Exercise description: Revise the material from the line containing "Reviewer note: every instance of the corrugated" to the line containing "[[532, 162], [657, 154], [303, 203]]" by substituting "security grille" for "security screen" and leaving everything else unchanged. Reproduce only those lines.

Given data:
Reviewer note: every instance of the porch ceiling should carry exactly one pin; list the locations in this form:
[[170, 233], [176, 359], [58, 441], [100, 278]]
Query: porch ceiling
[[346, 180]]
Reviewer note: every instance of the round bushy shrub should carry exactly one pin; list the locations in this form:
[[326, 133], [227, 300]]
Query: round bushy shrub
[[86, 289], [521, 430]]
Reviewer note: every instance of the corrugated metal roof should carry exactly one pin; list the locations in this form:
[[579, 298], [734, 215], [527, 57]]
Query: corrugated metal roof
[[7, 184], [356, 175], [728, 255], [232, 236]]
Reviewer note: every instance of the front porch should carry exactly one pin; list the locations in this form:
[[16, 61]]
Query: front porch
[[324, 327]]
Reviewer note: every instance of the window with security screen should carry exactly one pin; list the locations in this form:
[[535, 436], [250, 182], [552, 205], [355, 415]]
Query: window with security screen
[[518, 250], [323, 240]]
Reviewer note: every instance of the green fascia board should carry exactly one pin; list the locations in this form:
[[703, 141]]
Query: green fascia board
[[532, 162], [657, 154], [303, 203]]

--

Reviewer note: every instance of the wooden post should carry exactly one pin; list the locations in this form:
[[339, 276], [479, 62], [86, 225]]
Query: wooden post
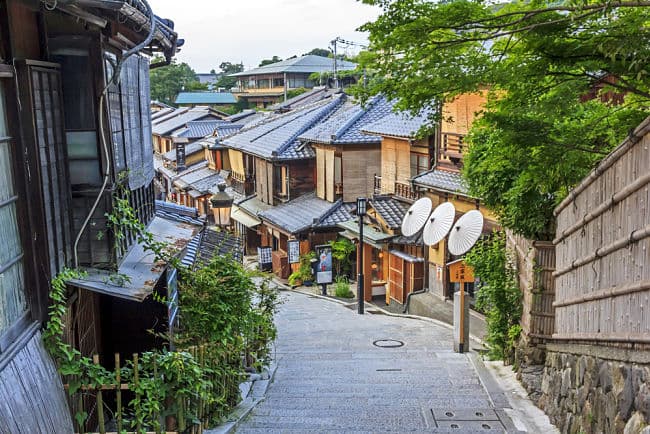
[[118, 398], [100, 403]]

* * *

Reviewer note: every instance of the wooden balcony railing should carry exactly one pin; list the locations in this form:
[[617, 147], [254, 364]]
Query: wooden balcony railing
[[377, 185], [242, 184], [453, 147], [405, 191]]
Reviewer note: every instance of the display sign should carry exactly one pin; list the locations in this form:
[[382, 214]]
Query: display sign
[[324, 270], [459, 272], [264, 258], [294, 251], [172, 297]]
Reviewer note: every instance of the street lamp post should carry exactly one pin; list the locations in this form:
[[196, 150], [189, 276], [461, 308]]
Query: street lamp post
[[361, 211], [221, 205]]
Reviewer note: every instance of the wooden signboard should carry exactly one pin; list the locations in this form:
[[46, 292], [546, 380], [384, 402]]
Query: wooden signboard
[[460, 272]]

The reply:
Reviewer note: every instance of the corrugated metal roof should carry exactly one pin; list the locations in this form:
[[579, 298], [734, 215], [527, 57]]
Query: corrugated metal roof
[[7, 184], [356, 175], [728, 255], [232, 236]]
Reviewer note: every instance of the front porch should carry exactly one pin; list the locations in this form:
[[16, 61]]
Query: front porch
[[324, 327]]
Reviewer note: every instance of the window with security grille should carry exactly one pin; list the locations in this form:
[[535, 436], [250, 182], [552, 205], [355, 415]]
Query: window with security grille
[[518, 250], [323, 240]]
Reviewer note: every instance of the green fascia board should carry exactly one pin; list the locations in this form:
[[703, 141]]
Query: green fascia board
[[532, 162], [657, 154], [303, 203]]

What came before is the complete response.